Available data>
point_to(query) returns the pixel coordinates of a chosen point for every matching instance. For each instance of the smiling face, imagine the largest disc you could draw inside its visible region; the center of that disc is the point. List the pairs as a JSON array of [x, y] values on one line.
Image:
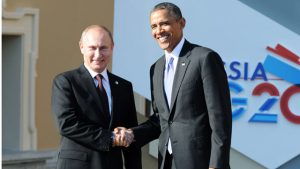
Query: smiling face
[[96, 47], [166, 29]]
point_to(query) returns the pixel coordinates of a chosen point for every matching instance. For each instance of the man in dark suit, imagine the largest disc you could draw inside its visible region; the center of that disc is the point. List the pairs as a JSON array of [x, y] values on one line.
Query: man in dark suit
[[190, 99], [88, 103]]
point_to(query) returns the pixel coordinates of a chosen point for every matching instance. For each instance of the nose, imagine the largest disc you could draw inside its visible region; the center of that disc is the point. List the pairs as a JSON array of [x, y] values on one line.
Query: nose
[[97, 52]]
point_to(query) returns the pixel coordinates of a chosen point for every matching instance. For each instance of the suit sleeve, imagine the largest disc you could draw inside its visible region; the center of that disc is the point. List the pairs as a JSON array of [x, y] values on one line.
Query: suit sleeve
[[149, 130], [132, 154], [70, 124], [217, 98]]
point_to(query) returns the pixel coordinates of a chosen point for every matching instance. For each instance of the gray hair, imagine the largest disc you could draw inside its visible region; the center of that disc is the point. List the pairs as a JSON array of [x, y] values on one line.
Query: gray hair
[[172, 9]]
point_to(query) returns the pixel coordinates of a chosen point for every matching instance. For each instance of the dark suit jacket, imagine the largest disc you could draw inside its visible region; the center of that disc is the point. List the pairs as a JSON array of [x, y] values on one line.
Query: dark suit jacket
[[199, 118], [85, 129]]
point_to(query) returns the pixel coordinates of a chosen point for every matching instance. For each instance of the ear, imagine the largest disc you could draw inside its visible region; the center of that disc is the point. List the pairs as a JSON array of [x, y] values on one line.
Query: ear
[[182, 22], [81, 47]]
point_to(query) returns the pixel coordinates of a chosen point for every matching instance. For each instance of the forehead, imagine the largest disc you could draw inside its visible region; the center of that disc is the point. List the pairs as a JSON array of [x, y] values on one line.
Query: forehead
[[160, 13]]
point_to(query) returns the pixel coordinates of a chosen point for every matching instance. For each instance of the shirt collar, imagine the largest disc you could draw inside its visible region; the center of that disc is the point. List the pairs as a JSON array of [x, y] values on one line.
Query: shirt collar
[[176, 50]]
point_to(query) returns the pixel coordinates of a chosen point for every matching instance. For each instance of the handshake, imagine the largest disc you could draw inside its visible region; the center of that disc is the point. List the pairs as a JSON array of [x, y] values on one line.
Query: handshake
[[122, 137]]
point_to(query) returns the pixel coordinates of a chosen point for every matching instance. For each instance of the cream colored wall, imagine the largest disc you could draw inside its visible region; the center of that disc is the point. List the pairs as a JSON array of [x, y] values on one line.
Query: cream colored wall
[[61, 23]]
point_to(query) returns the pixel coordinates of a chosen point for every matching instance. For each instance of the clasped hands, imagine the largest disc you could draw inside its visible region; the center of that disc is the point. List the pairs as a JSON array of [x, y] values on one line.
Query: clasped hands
[[123, 137]]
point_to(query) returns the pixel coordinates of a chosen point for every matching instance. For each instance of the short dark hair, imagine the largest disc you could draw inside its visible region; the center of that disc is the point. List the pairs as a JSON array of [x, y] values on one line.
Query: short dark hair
[[99, 27], [173, 9]]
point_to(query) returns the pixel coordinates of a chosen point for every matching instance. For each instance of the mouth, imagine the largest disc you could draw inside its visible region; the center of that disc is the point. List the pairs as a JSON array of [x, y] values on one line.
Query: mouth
[[163, 39]]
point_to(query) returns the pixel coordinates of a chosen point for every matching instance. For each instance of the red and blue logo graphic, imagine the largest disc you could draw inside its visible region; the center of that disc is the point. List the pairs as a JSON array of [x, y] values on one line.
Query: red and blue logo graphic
[[285, 68]]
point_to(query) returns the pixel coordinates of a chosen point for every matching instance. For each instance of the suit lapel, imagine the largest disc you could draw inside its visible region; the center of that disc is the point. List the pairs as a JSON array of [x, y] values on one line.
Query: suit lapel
[[182, 65], [114, 84], [160, 81], [88, 83]]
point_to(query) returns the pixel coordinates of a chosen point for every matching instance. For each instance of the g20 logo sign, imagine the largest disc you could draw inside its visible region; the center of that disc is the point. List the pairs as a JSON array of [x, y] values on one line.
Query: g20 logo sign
[[276, 67]]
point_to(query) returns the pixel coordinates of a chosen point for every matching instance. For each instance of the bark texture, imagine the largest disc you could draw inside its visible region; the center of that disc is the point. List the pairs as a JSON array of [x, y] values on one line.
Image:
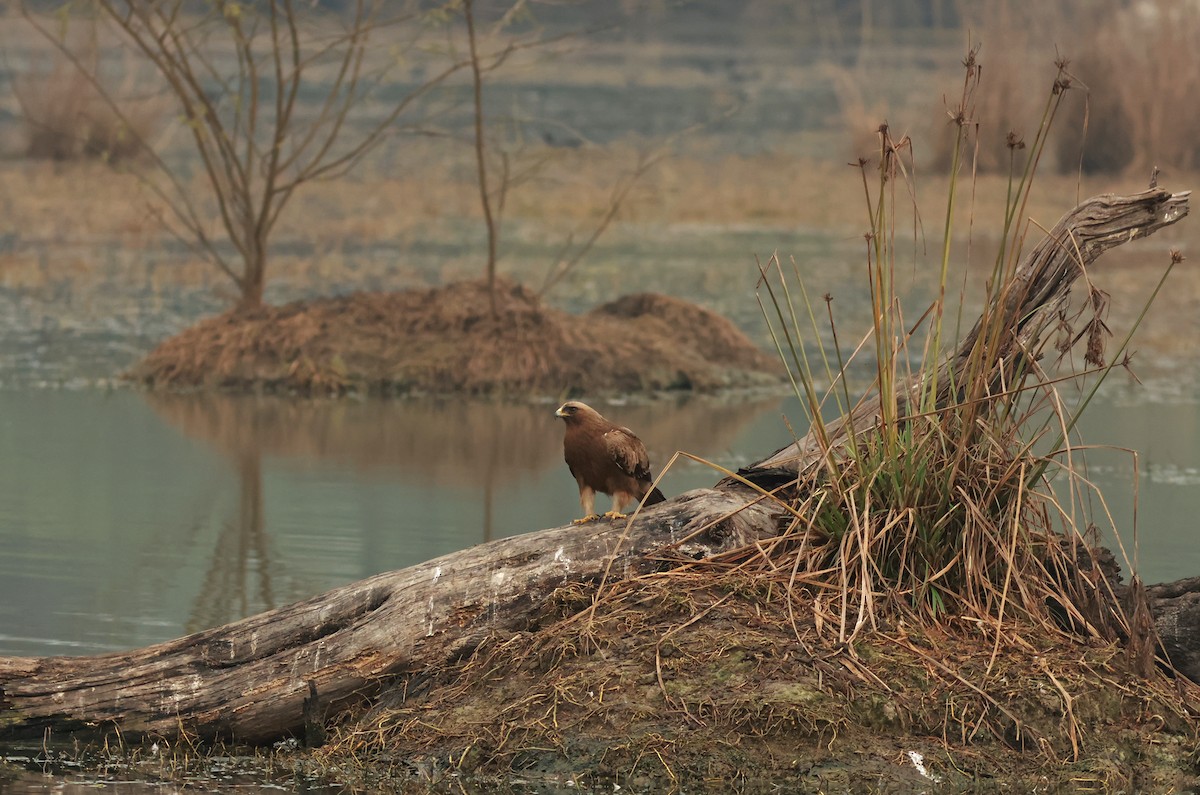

Task directions> Please output the entire listing above verbatim and omit its images.

Solution to this task>
point_to(query) returns the pixel coordinates of a chosen point for every matching instance. For each instance of the smiling face, imagine the largest disc you could draw inside its visible region; the center of that disc is the point. List the pairs as a JSON array of [x, y] values on one line.
Image:
Query: smiling face
[[96, 47], [166, 29]]
point_to(query) returns the pixel coordinates of a chosen point for every matching instance. For each instance of the man in dark suit, imagine the largest disc you could draw inside its visible region; the center of that disc is the point. List the pairs as a JSON array of [x, y] values on one line.
Query: man in dark suit
[[190, 99], [88, 103]]
point_to(query) returns the pixel coordinates of a chosen point for every matching instance. For each instance of the nose, imagine the largest disc you could draw inside its visible region; the center of that disc is the point. List the pairs as a JSON array of [x, y] values on one line.
Query: nose
[[97, 52]]
point_to(query) returns the pixel coordinates of a chosen point for every matching instance. For each instance of the suit sleeve, imagine the largest disc you could draw inside its visible region; the center of that disc is the point. List the pairs as a JSON array of [x, y] values on one line.
Query: suit sleeve
[[149, 130], [132, 154], [70, 124], [217, 98]]
point_to(query) returns the pixel coordinates of a chosen point for every matching instance. For each instance of the gray hair, imagine the largest disc you could draw inside its visible region; the center of that disc is the point. List the pairs as a JSON array of [x, y] values on one line.
Query: gray hair
[[172, 9]]
point_to(query) returns the pixel coordinates of a chosen point for every matching instance. For each instance of the dark suit jacket, imagine the largest disc you could draw inside its visible region; the center of that disc is the point. List the pairs as a JSON array of [x, y] values on one line.
Query: dark suit jacket
[[199, 118], [85, 129]]
point_to(query) returns the pixel coordinates of a chosen point for every matching instance. For each instance of the ear, imagine the largest disc you could draw inside its visible region; the center of that disc is the point. List the pairs as a JSON array of [x, y] values on one line.
Query: ear
[[182, 22], [81, 47]]
point_to(query) returns the pixel coordinates of a chosen point for every matching instance. For each instance of the forehead, imagine the largest disc you could draw inside its visible region; the center of that disc is the point. List the pairs as a JSON array of [x, y] values on one line.
Query: forehead
[[160, 13]]
point_to(query) returns the pixel coordinates of a chosen point for every matching instance. For each instance of the shirt collar, imagine the largest disc you could draw inside its visible region; the center of that disc is the point. List the pairs as a JSON array of [x, y] values on one line.
Query: shirt collar
[[176, 50]]
point_to(query) returns the pixel coordinates of a chosen point for every matching instance. For each instance of the handshake, imagine the largest disc you could draw inside its visible region; the center of that disc is the point. List the pairs as a JSON array of [x, y] values on one line.
Query: handshake
[[122, 137]]
point_to(query) returns the pixel coordinates of a chosen point for every matching instance. For each instance of the cream colored wall, imagine the largest disc you could draw inside its visible region; the center of that disc is the point. List the pairs as a JSON array of [x, y] values on one line.
Query: cream colored wall
[[61, 23]]
point_to(query) returns the pixel coordinates of a chosen point for every matching instance. For each instance of the clasped hands, imagine the largest disc you could draw inside its visible region; the center of that disc is the point. List the pairs as a JSON array of [x, y] values on one line.
Query: clasped hands
[[123, 137]]
point_to(query) returns the pixel coordinates of a chosen point for every matching instance. For each instance of the short dark hair, imagine the largest disc you could draw inside its visible region; the center of that disc is the point. List the pairs as a JSON array of [x, y] values on one line.
Query: short dark hair
[[99, 27], [173, 9]]
point_to(query) returns the pixel coordinates of a chosen point for every matching instance. For each instance of the mouth, imagine the largest disc you could draw inside its visible region; the center of that disc is the point. List the pairs as a JSON array of [x, y] values on one line.
Query: mouth
[[163, 39]]
point_to(query) returns the pixel coordinates of a chosen point for every matching instance. For each instance of the red and blue logo graphic, imagine the largest disc you could draw inside its visible region; the center of that disc is the point. List the pairs as a JSON array of [x, y] values on one line.
Query: red and blue logo graphic
[[285, 68]]
point_to(query) returns the pixel coordinates of a chosen point for every matching instance. For each instance of the suit lapel, imagine the largest disc you could draw inside its visible region; the center of that disc is the point. List the pairs as a JSON array of [x, y] values on one line.
Query: suit lapel
[[182, 65], [114, 84], [160, 81], [88, 83]]
point_to(query) returns the pixel coordinates of a chosen point for every matching instance. For each instance of the g20 logo sign, imagine the largest disc you could draw inside its visible region; the center of that disc is the point. List the pairs as a JSON array of [x, y] values on one line.
Query: g20 logo sign
[[276, 67]]
point_to(query) returns the pixel coordinates of a chosen point for every matching instance. For each instance of the bark texture, imagine the largest disc you could draw inside its visible region; the center of that disc is the point. List the pairs as a JSON array of [x, y] values on one line.
Image:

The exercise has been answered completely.